■ WHAT YOU HAVE TO DO
Pick out every line in the entries below that contains the word "white" and copy those lines.

■ AVAILABLE DATA
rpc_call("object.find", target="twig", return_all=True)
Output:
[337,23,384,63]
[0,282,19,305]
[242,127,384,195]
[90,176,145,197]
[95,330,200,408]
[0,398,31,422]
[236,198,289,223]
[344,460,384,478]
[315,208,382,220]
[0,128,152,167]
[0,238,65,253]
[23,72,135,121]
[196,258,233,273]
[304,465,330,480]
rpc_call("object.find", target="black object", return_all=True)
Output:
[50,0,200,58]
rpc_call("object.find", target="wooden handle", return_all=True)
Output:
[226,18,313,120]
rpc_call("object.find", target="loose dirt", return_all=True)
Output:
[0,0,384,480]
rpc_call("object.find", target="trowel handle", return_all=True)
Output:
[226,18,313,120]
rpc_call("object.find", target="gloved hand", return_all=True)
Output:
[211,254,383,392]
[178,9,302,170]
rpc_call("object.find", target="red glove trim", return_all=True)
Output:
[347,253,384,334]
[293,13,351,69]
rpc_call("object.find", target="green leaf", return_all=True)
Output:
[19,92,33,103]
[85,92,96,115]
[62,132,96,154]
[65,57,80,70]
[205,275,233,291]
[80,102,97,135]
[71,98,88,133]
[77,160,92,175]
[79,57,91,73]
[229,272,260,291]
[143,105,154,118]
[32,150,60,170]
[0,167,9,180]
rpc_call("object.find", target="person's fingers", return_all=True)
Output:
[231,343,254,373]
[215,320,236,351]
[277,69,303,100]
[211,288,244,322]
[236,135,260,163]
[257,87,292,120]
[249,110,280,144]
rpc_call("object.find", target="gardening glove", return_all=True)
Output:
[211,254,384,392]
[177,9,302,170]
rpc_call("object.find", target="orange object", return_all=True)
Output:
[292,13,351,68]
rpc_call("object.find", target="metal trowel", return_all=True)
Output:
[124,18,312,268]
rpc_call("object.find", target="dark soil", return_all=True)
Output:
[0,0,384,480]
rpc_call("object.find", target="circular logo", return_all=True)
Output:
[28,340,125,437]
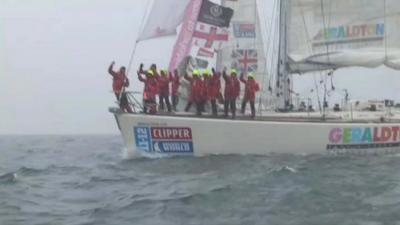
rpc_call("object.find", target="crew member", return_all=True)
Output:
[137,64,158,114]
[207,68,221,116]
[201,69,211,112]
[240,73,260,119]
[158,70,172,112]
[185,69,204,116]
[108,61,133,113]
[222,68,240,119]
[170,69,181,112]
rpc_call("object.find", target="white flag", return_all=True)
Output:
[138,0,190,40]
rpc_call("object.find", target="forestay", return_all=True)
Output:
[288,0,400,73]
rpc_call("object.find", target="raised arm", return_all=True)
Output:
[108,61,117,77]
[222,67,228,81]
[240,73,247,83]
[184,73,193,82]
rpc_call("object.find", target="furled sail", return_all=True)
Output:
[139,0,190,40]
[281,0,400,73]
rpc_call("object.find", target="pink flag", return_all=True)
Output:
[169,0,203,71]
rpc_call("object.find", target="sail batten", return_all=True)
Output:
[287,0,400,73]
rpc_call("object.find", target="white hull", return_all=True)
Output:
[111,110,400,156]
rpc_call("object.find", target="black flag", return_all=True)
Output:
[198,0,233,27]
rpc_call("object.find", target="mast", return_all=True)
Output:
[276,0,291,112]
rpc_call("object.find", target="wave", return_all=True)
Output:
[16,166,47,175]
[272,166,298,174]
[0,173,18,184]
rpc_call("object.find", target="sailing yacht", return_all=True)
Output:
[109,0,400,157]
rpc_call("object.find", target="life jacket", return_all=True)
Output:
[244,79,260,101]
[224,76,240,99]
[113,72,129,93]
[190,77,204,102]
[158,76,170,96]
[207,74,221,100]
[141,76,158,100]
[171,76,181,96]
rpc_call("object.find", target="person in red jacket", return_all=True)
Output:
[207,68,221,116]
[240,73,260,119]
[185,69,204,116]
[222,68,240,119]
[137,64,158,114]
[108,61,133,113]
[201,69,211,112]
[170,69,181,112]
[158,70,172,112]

* * *

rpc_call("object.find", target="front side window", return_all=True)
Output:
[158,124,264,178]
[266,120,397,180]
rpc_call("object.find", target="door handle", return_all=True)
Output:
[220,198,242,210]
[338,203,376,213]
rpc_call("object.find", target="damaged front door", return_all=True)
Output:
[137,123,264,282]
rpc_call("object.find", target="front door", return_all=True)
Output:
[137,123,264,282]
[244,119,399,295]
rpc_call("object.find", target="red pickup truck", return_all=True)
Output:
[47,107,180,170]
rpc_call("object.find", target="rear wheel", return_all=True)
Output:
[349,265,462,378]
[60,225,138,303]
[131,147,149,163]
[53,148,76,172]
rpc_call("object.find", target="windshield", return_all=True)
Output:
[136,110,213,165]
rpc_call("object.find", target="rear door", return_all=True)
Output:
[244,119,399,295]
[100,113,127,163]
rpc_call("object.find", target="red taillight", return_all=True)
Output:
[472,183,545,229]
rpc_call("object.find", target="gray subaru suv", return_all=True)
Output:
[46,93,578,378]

■ RESULT FOR THIS TASK
rpc_call("object.find", target="white flag", return_all=True)
rpc_call("object.find", target="white hull", return_all=True)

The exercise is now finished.